§ Actions to take:
1. Reproduce word for word the stretch of the article on New Zealand's puberty blocker review, below, from "Following concerns raised" through "group Fully Informed.".
2. Extend the article on New Zealand's puberty blocker review, below, with new text that follows on from its last sentence.

§ Passage for review:
New Zealand’s Ministry of Health has left open the possibility of a systematic review of the evidence for hormone suppression drugs used to interrupt the puberty of transgender-identifying children.
Last year the health ministry abandoned the claim on its website that puberty blocker drugs are “a safe and fully reversible medicine” to relieve the distress of children with the condition gender dysphoria. There is increasing international concern about the known and unknown risks of puberty blockers.
Following concerns raised by members of the public, NZ Ministry of Health officials last September suggested a three-step response: swift adoption of a more cautious website reference to puberty blockers; a medium-term rudimentary “evidence brief”; and a longer-term formal systematic review of the evidence base.
Discussion of a systematic review was put off, according to September 2022 email exchanges within the ministry obtained under the Official Information Act by Simon Tegg of the watchdog group Fully Informed.
Systematic reviews in Finland, Sweden, the United Kingdom and the American state of Florida have found the evidence base to be weak and uncertain, suggesting that puberty blockers are experimental, should no longer be offered as routine treatment for gender dysphoria and instead should be confined to formal research settings with ethical safeguards.
Systematic reviews are judged the most reliable way to assess the extent and quality of evidence for the effects of a medical intervention because they involve an exhaustive search of the relevant scientific literature using pre-determined rules to minimise the risk of bias. Without these features, an evidence review is open to cherry-picking of studies and results.
Asked for an update on New Zealand’s progress in adopting a more informed position on puberty blockers, a spokesperson for the health ministry said the evidence brief was expected to be released next month. (It had been expected this month.)
“The evidence brief is the first step towards reviewing the current evidence-base on safety and reversibility of puberty blockers,” the spokesperson told GCN last week.

(Dataset items)
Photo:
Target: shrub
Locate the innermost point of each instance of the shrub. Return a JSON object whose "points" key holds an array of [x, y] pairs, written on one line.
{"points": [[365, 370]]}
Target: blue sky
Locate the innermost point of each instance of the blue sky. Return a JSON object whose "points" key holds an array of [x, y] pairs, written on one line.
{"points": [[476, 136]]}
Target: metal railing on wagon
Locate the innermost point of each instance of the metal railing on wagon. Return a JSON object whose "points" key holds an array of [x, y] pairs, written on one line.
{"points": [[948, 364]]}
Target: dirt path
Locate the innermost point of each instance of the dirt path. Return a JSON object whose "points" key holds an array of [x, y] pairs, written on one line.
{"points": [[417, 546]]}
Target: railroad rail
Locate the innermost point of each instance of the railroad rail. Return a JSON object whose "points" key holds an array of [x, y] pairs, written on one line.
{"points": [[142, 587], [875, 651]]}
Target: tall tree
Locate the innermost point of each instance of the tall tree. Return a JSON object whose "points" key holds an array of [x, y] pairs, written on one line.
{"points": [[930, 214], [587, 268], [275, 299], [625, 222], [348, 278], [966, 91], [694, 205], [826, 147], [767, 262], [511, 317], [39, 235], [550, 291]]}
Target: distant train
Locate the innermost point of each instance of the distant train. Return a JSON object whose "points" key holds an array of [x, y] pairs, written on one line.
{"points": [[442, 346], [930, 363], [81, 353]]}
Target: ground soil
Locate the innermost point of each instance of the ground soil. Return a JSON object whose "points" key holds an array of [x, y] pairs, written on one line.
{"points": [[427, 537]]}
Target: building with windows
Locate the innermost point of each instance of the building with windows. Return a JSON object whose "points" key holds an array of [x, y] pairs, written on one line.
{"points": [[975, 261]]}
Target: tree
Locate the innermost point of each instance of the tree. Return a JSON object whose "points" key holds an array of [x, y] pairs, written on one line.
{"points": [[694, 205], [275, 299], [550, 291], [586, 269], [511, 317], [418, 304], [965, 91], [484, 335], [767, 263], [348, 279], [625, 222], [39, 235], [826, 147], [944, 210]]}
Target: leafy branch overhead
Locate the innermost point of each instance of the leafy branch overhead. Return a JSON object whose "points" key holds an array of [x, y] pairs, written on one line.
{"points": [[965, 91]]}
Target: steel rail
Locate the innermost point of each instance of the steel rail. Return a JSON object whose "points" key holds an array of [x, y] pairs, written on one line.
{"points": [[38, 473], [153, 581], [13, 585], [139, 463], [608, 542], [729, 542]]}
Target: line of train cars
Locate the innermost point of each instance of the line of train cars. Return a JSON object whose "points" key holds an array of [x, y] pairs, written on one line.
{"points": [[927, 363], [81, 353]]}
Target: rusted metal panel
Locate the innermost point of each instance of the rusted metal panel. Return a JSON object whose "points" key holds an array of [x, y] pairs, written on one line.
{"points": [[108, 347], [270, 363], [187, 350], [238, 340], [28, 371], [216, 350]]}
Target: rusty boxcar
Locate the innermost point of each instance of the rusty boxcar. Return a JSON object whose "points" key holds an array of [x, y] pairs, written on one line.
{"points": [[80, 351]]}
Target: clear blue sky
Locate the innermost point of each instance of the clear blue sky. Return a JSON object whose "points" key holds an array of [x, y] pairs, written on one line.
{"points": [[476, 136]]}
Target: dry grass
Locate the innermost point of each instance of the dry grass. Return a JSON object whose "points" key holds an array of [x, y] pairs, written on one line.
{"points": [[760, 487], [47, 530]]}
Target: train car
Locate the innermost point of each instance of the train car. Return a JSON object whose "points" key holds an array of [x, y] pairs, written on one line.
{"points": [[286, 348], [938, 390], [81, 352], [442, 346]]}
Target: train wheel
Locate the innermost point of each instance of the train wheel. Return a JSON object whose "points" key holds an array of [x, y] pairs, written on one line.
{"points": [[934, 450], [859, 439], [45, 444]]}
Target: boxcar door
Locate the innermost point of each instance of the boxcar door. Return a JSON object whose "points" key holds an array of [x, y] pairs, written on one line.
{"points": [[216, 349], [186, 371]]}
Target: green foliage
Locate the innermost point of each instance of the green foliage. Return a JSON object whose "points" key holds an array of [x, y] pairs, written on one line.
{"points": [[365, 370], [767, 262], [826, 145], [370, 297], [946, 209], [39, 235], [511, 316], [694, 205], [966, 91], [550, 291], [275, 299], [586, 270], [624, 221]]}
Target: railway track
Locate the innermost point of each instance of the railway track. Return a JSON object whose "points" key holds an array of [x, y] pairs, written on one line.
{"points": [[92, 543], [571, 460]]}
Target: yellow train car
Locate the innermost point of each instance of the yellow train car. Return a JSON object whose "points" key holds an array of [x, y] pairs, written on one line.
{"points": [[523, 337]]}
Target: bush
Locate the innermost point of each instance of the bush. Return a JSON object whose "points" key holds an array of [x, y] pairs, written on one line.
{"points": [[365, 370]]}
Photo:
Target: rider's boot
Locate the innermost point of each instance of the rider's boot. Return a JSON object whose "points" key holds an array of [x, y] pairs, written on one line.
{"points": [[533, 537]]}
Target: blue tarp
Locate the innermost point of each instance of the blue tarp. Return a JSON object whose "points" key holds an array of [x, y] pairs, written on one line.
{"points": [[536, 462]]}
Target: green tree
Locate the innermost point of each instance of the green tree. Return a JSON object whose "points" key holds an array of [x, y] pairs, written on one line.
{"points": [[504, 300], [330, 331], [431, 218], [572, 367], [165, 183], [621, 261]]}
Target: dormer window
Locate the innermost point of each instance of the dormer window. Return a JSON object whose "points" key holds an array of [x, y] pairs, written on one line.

§ Answer section:
1.
Following concerns raised by members of the public, NZ Ministry of Health officials last September suggested a three-step response: swift adoption of a more cautious website reference to puberty blockers; a medium-term rudimentary “evidence brief”; and a longer-term formal systematic review of the evidence base.
Discussion of a systematic review was put off, according to September 2022 email exchanges within the ministry obtained under the Official Information Act by Simon Tegg of the watchdog group Fully Informed.

2.
“The ministry will decide in due course whether a systematic review needs to be commissioned.”
Graphic: Systematic reviews represent the highest quality of evidence
“Evidence-based medicine requires that clinical decisions should be based on the evidence in totality, and not on just a single study. Systematic reviews offer the best available evidence for decision-making in clinical practice. They are ‘the most reliable and comprehensive statement about what works’, and involve identifying, synthesising and assessing all available evidence by a systematic approach, to generate a robust, empirically derived answer to a focused research question”—Professor Sanjay Patole, University of Western Australia Medical School
Systematic silence
In Australia, as far as GCN is aware, there has never been a formal systematic review, run by an independent expert agency, of the evidence for puberty blockers, cross-sex hormone treatment or mastectomy for minors who reject their birth sex and identify as trans or non-binary.
GCN asked Australian health ministers if they would consider a systematic review of the evidence, and alerted their offices to the fact of overseas reviews.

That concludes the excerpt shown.